Data START

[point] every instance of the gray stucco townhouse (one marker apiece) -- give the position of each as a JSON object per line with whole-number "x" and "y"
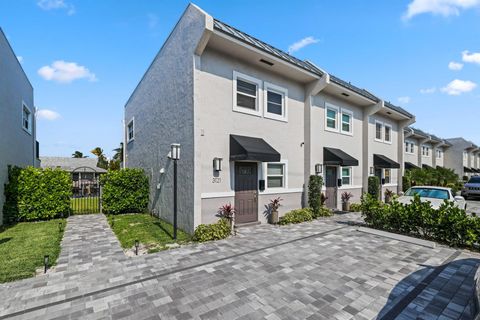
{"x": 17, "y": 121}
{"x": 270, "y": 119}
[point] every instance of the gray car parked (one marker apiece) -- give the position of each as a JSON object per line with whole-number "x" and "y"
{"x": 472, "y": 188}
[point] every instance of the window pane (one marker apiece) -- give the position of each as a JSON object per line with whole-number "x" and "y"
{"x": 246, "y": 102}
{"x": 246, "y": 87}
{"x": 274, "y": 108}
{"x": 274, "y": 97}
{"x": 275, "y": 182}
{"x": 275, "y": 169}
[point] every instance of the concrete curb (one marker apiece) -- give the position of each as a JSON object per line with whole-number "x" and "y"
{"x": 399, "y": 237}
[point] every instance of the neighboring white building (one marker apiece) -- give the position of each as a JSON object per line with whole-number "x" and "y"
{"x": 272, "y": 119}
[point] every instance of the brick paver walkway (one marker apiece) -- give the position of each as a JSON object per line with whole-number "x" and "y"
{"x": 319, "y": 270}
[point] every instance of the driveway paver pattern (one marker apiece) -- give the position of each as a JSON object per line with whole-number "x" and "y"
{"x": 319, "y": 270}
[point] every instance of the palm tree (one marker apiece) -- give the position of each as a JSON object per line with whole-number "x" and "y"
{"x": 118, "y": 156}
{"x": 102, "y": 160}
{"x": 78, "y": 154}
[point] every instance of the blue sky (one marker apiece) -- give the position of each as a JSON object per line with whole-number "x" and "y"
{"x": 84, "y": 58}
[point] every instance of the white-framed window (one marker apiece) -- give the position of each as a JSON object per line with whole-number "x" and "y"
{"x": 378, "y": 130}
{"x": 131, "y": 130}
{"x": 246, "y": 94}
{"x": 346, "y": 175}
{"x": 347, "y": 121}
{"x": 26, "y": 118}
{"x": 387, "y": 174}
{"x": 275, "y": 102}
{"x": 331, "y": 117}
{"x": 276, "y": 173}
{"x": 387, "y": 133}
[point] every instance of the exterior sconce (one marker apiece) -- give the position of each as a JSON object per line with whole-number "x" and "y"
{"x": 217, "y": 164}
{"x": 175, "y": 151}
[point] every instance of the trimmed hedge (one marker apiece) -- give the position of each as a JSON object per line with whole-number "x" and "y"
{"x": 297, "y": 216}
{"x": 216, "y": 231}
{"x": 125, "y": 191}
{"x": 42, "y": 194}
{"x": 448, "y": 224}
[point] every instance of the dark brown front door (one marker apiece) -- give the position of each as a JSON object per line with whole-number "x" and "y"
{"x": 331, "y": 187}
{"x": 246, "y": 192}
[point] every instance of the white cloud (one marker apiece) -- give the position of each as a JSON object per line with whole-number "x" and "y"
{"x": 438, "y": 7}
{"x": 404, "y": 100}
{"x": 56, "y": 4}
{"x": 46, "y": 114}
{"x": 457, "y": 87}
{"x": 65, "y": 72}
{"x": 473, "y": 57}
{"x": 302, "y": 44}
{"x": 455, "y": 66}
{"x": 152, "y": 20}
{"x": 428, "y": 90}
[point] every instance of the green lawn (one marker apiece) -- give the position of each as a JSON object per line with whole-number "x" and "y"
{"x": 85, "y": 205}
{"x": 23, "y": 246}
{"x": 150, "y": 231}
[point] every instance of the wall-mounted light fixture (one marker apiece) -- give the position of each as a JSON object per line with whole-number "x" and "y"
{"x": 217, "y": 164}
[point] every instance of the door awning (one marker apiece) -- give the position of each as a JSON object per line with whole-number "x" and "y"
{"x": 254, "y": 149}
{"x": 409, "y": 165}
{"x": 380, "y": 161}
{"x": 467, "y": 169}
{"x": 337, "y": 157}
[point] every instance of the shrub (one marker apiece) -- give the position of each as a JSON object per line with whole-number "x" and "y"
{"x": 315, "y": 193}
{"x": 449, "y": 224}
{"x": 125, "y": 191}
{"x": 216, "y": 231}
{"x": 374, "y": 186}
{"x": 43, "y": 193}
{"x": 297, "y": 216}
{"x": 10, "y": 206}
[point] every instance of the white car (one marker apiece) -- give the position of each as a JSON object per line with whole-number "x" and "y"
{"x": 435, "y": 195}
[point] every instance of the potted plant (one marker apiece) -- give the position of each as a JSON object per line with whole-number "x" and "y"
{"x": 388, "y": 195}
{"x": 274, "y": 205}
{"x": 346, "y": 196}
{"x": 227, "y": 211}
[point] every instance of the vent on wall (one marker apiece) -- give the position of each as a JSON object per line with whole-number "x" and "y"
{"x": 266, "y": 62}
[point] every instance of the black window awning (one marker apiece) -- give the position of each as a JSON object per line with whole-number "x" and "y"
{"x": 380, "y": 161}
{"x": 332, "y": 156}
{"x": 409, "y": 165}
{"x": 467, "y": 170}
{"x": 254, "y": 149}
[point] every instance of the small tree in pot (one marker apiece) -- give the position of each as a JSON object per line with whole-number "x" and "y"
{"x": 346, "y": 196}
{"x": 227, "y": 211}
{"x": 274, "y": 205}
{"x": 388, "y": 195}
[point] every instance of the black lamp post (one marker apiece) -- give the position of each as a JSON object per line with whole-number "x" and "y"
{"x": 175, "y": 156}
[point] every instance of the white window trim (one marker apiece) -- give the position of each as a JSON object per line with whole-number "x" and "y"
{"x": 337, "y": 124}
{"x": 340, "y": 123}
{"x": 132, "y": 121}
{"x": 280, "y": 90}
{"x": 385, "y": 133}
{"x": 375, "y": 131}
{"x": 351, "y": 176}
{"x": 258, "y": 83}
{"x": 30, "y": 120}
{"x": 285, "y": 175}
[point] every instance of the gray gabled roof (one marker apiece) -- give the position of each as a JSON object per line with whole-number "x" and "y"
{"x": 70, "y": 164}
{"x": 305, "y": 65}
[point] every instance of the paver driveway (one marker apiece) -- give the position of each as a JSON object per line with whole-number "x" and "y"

Data END
Data START

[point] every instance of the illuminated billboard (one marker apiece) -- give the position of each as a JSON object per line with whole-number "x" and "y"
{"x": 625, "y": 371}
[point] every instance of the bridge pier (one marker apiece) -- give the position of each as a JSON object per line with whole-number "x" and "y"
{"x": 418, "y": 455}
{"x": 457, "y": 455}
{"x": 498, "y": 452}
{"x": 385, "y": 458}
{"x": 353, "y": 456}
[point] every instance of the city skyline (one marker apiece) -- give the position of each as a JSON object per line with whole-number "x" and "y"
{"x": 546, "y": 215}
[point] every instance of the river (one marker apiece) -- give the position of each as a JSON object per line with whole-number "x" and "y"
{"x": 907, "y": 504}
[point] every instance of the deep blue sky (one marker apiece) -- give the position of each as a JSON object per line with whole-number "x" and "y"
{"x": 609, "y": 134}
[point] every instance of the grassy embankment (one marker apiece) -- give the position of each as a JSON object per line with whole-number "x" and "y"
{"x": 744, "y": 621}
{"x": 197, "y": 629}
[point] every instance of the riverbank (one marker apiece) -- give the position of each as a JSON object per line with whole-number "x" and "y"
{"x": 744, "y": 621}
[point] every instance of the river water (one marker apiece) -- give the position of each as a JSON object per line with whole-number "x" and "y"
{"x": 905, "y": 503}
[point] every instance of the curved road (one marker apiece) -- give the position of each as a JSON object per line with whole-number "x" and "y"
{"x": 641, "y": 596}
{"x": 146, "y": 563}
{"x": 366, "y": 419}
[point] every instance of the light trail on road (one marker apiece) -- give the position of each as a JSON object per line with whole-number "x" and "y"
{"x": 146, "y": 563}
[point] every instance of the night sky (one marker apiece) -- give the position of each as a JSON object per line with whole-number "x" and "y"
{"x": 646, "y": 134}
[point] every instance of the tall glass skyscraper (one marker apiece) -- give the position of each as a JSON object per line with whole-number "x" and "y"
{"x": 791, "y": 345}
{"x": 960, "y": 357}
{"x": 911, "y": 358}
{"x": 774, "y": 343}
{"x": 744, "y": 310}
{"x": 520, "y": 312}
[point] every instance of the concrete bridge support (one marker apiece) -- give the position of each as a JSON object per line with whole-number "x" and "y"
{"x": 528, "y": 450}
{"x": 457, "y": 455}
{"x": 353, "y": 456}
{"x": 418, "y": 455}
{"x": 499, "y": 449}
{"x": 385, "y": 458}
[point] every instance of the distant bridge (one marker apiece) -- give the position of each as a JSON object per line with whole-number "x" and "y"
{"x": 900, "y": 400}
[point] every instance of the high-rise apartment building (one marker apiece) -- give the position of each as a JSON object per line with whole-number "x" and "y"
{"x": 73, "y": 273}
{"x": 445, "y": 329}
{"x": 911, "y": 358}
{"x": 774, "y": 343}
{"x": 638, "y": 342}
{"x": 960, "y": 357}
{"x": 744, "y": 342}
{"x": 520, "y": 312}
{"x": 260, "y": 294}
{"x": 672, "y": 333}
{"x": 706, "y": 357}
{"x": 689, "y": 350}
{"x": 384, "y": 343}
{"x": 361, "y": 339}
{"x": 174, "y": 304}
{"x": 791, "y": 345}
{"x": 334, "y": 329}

Data END
Data START

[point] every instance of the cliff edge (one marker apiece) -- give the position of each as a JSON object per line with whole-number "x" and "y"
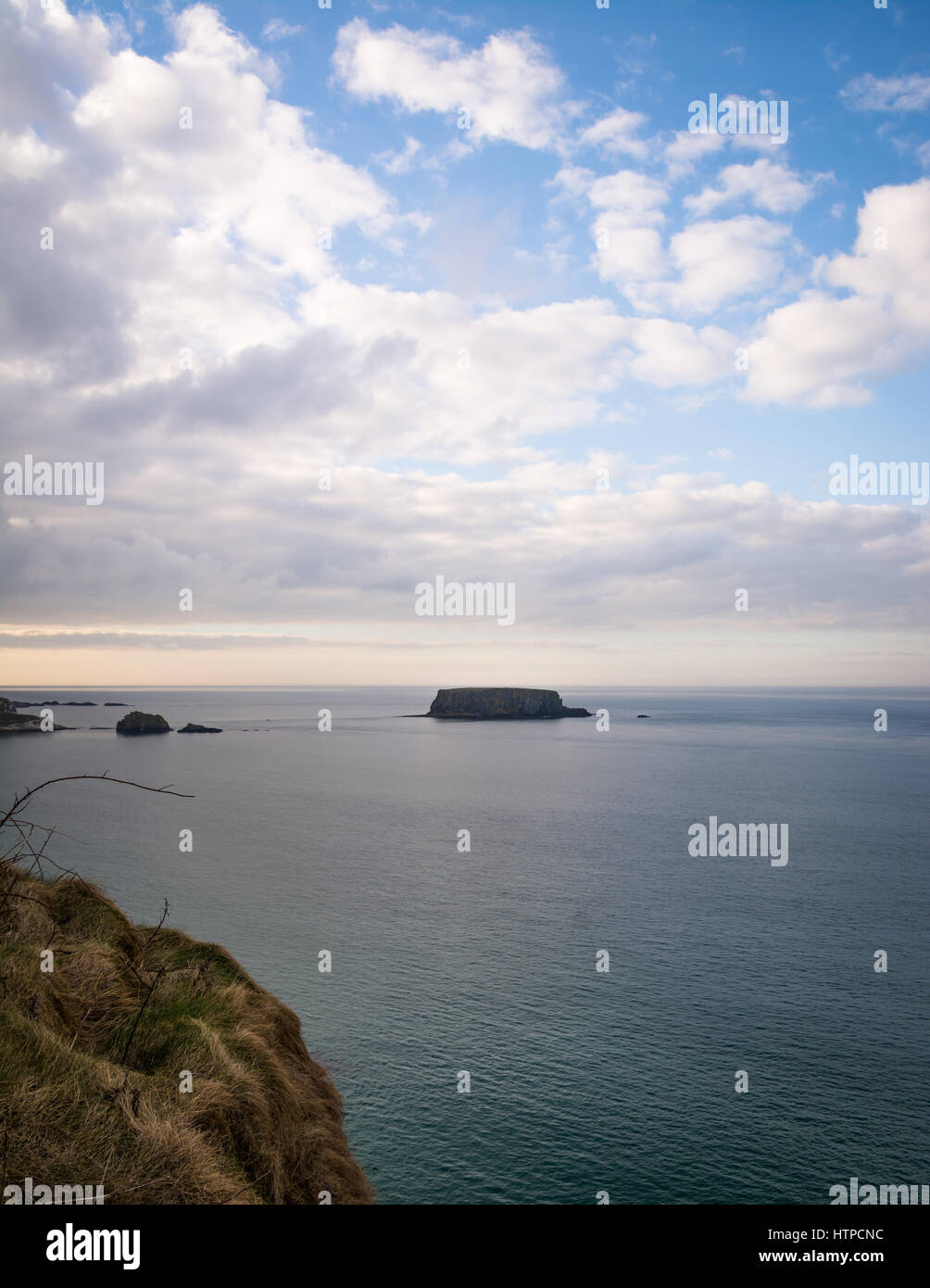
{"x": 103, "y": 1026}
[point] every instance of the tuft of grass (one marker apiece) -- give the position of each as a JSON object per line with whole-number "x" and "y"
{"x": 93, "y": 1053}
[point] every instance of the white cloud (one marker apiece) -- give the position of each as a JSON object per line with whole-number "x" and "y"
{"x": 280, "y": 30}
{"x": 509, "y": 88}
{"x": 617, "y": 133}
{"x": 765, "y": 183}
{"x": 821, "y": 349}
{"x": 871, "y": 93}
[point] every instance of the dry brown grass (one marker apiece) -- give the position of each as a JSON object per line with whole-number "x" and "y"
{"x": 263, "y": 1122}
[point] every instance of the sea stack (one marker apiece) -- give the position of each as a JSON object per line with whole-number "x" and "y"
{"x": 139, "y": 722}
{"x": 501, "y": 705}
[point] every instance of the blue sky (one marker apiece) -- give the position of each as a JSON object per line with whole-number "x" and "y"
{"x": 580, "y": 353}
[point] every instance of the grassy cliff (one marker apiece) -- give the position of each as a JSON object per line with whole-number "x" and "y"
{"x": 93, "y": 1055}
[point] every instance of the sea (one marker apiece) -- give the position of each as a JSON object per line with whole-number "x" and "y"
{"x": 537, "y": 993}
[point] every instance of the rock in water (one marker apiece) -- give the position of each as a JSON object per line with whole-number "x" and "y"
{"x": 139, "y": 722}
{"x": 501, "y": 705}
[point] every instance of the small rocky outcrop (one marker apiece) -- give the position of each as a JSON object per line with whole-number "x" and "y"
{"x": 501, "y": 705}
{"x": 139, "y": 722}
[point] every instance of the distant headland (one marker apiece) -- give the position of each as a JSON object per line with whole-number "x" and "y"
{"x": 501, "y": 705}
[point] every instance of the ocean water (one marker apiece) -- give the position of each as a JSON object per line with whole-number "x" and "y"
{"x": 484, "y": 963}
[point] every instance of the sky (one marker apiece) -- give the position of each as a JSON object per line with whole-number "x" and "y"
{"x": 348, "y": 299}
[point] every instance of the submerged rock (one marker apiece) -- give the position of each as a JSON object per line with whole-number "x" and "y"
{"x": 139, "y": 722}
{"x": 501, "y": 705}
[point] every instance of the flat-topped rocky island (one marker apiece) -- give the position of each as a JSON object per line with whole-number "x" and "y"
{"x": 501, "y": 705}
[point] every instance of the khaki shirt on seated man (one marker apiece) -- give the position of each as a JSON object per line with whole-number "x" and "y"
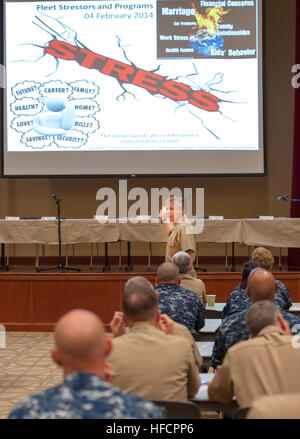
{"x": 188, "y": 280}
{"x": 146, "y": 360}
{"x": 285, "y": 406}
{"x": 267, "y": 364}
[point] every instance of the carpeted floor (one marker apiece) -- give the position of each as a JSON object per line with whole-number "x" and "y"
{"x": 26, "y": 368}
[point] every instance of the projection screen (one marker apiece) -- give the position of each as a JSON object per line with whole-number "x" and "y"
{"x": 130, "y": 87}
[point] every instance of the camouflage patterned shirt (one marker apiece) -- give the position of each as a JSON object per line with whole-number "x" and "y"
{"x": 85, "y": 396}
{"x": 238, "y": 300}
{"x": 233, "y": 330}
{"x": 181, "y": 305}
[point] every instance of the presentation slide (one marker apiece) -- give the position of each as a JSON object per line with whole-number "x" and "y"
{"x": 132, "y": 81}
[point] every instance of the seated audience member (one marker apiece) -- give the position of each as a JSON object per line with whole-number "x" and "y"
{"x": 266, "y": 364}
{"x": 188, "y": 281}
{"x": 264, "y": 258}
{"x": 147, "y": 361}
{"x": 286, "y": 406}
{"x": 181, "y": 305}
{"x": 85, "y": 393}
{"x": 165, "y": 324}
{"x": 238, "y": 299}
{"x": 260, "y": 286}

Data END

What to do — Using the data above, repeat exactly the lines that begin at the line with "[point] every instance of the gray gabled" and end at the line with "[point] every instance of the paver", both ends included.

Answer space —
[point] every instance of the gray gabled roof (one marker apiece) -- give the position of each as a JSON object per line with whole-number "x" and "y"
{"x": 70, "y": 164}
{"x": 305, "y": 65}
[point] every instance of the paver driveway (one marker apiece) -- give the position of each as a JSON object per line with whole-number "x" and "y"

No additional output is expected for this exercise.